Problem details: Repeat exactly the line that contains "Target class: paved" and every line below it to the end of the material, omitting all others.

Dataset entries:
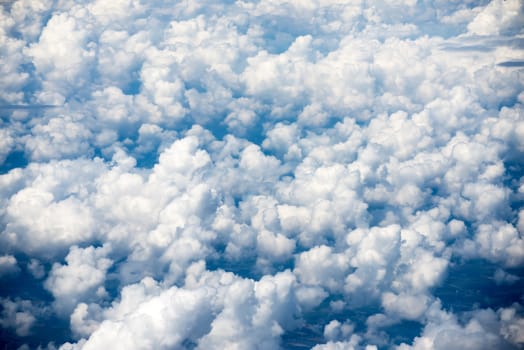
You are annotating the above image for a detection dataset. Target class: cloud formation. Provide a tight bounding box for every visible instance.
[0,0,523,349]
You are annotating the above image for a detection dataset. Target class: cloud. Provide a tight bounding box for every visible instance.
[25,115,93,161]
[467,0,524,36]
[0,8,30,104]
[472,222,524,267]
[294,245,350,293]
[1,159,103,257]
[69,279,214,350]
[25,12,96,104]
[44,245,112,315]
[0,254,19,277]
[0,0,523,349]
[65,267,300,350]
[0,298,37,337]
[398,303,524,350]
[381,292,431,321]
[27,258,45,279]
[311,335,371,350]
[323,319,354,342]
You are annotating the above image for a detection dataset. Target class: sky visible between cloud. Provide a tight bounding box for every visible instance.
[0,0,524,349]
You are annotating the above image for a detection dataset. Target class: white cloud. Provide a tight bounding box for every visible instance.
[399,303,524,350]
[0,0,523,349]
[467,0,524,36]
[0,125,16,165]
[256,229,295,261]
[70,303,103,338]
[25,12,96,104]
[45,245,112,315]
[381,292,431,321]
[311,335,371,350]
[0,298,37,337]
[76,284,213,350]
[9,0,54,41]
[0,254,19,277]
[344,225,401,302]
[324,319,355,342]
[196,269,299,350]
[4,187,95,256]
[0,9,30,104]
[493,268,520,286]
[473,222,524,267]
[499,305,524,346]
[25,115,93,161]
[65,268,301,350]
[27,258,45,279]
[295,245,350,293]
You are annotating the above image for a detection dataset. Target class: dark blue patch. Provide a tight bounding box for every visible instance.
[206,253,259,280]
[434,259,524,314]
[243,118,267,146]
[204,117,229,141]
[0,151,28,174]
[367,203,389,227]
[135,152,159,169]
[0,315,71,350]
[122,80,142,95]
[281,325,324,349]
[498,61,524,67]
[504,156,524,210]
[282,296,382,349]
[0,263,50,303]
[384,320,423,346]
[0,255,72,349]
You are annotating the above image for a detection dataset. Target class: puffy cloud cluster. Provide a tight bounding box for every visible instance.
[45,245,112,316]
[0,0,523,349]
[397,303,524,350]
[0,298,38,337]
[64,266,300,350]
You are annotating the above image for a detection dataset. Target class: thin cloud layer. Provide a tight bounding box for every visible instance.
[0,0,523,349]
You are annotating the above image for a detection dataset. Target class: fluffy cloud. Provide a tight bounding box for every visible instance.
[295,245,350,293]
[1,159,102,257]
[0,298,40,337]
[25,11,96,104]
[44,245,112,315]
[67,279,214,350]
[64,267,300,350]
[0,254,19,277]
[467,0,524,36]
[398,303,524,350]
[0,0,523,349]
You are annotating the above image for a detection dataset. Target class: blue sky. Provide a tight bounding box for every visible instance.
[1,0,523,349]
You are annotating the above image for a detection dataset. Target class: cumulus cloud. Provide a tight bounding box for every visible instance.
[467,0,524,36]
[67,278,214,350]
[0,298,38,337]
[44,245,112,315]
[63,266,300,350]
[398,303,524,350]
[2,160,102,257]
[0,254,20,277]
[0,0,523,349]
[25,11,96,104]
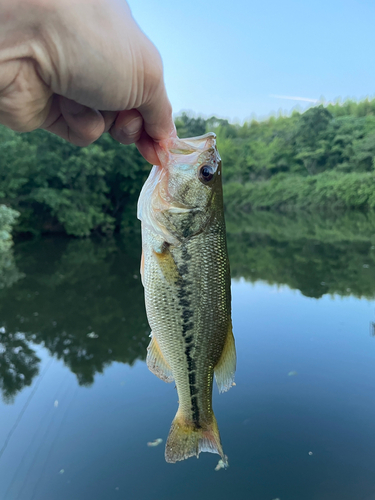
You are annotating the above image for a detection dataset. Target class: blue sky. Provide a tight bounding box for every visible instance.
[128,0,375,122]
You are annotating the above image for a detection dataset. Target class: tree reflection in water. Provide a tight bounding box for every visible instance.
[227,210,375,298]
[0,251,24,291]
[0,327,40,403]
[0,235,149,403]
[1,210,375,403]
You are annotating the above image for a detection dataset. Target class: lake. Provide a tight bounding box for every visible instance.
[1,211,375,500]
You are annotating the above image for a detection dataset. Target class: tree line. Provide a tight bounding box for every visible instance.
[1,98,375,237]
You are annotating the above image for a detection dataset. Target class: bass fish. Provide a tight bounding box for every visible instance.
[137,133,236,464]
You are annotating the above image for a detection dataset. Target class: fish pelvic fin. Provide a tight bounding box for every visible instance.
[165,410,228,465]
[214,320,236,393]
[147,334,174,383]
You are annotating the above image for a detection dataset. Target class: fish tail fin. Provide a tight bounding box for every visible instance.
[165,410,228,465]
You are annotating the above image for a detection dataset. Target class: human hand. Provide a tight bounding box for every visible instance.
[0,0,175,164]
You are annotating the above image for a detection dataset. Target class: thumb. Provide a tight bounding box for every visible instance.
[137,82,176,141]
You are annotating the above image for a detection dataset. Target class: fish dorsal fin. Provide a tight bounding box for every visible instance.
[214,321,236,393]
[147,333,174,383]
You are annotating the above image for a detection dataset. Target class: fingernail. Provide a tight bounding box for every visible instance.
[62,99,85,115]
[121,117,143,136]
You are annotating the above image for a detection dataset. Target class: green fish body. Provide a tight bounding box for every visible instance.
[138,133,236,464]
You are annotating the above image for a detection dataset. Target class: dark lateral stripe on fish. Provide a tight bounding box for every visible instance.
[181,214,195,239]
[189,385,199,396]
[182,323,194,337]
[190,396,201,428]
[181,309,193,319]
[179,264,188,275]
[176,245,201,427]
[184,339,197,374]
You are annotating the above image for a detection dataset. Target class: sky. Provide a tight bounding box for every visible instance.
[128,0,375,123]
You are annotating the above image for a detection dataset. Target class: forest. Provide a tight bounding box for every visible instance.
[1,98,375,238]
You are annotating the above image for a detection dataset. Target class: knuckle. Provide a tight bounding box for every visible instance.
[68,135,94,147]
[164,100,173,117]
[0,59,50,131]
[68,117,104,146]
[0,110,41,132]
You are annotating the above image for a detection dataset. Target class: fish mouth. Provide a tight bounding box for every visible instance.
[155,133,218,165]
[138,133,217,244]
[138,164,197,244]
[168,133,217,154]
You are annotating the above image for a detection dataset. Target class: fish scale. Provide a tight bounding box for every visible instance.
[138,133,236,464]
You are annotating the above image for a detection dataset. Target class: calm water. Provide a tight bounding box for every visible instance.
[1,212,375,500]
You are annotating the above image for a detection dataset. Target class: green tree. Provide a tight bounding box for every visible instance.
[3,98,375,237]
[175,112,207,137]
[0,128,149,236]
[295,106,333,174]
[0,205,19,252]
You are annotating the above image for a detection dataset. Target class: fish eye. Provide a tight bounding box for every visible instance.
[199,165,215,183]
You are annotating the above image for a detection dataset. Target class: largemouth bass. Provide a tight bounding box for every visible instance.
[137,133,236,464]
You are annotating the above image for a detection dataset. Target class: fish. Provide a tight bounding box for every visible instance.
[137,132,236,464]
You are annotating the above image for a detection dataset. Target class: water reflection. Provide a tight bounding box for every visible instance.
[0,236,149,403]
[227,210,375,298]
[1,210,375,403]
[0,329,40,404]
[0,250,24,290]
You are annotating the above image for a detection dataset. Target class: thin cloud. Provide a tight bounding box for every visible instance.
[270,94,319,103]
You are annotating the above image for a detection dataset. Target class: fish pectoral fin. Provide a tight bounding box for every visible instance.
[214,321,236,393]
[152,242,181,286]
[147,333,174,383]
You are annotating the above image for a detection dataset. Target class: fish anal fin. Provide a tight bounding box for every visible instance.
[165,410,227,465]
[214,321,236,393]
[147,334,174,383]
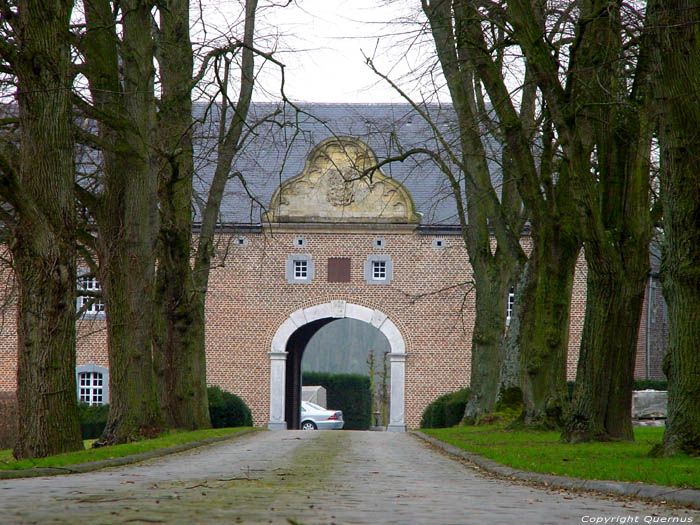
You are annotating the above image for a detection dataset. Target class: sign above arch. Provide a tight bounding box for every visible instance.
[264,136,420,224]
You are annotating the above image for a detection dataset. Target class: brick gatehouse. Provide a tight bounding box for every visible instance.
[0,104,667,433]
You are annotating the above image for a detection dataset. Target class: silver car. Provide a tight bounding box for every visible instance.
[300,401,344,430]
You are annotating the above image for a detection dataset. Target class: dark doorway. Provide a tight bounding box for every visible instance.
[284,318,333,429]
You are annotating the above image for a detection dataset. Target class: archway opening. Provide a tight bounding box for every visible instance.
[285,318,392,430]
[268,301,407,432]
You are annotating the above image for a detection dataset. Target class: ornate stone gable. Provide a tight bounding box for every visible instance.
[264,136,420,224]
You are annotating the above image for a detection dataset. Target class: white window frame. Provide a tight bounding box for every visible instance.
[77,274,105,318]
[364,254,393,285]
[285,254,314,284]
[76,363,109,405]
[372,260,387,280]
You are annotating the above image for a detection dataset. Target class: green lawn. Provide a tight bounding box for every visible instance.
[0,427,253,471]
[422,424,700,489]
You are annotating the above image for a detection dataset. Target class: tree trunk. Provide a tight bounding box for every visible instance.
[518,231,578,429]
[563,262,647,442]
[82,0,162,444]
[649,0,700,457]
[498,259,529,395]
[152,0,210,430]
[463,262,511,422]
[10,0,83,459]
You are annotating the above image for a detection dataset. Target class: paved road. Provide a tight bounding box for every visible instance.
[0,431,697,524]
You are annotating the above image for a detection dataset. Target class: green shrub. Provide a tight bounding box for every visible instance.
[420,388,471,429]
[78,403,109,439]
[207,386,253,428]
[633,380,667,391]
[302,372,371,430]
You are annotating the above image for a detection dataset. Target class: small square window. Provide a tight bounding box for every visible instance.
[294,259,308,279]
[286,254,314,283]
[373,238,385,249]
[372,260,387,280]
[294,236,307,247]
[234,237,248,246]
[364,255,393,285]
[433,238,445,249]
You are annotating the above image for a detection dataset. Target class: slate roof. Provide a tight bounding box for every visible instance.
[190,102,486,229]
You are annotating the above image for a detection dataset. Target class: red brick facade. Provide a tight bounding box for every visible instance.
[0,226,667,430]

Answer:
You are annotating the above image for a detection dataset. Target class: paved road. Provide a tight bounding box for every visible instance.
[0,431,697,524]
You are annotating the above image for a detection dataset. Target class: green shrub. Provide a tight bounding box for every visible instance.
[420,388,471,429]
[78,403,109,439]
[207,386,253,428]
[633,380,667,391]
[302,372,371,430]
You are annotating the above image for a detection dataset. Target class: small square window. Provide a tight bounding box for every visible instance.
[294,259,308,279]
[286,254,314,283]
[373,238,385,249]
[372,260,387,280]
[294,236,307,247]
[234,237,248,246]
[364,255,393,285]
[433,238,445,249]
You are annotating the above image for a detection dataset. Target class: slate roof. Provide a tight bounding box for every visible instance.
[190,102,486,229]
You are annotating the above image for a detection dataset. Target class: red brick facade. Provide a tight bounding box for every visible instance.
[0,226,667,430]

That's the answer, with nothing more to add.